====== Extracted records ======
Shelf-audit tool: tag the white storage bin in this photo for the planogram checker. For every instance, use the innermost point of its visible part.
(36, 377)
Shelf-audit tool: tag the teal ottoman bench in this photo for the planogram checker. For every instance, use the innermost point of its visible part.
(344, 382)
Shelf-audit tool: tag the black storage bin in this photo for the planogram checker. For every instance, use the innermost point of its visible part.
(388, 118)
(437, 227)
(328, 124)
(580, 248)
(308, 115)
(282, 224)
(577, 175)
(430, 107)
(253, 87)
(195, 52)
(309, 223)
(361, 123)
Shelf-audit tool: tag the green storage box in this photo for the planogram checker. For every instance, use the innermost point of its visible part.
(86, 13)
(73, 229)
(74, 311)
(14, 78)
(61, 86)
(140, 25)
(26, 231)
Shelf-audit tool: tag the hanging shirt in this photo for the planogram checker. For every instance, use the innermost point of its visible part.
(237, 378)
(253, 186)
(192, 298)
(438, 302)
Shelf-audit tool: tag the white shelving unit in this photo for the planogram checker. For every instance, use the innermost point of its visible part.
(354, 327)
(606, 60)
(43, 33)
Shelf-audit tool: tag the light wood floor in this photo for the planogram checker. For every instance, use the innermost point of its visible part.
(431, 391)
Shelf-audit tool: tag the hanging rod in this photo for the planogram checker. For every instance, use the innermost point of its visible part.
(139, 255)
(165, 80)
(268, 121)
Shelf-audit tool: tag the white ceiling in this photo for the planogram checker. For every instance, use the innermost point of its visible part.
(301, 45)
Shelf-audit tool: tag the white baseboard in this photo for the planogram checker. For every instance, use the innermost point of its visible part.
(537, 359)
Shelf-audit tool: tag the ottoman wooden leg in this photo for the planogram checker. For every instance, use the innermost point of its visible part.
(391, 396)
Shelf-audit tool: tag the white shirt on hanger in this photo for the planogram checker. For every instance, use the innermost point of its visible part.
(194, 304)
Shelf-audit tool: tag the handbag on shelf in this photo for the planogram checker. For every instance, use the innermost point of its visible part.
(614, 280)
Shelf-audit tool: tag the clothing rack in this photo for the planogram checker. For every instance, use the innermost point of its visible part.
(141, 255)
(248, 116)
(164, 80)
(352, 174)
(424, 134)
======
Work order:
Only the line containing "Shelf-audit tool: tag the hanging rod" and the lines after it, up to and including the last line of the data, should appear in the answer, exactly as written.

Written answer:
Shelf-audit tool: tag the hanging rod in this photo for the planogram checker. For every instance, use the innermost point of its visible part.
(139, 255)
(165, 80)
(268, 121)
Shelf-audit tool: tag the white ceiling in this photo for the planogram checker. For every instance, use the innermost point of its visible part.
(301, 45)
Shelf-audit tool: tag the white baseboard in this photo for the planogram checker. For every instance, use the innermost point of its visible part.
(537, 359)
Shelf-audit tool: tag the ottoman wooden leg in this photo for the planogram checker. For every instance, use the innermost point of its visible part.
(391, 396)
Shelf-audit tool: tag the white shirt on hanger in this photo for the planogram checker. For every instance, use the innermost point of its visible part.
(194, 304)
Shelf-audit tool: tag the handbag on shelf in this photo for the planogram checker. For every instance, use the innermost point of its visible part.
(614, 280)
Shelf-audit tool: tag the clothing rack in this photo for the planogram checker. For every instance, use the innermost point of its visible part.
(141, 255)
(248, 116)
(164, 80)
(352, 174)
(424, 134)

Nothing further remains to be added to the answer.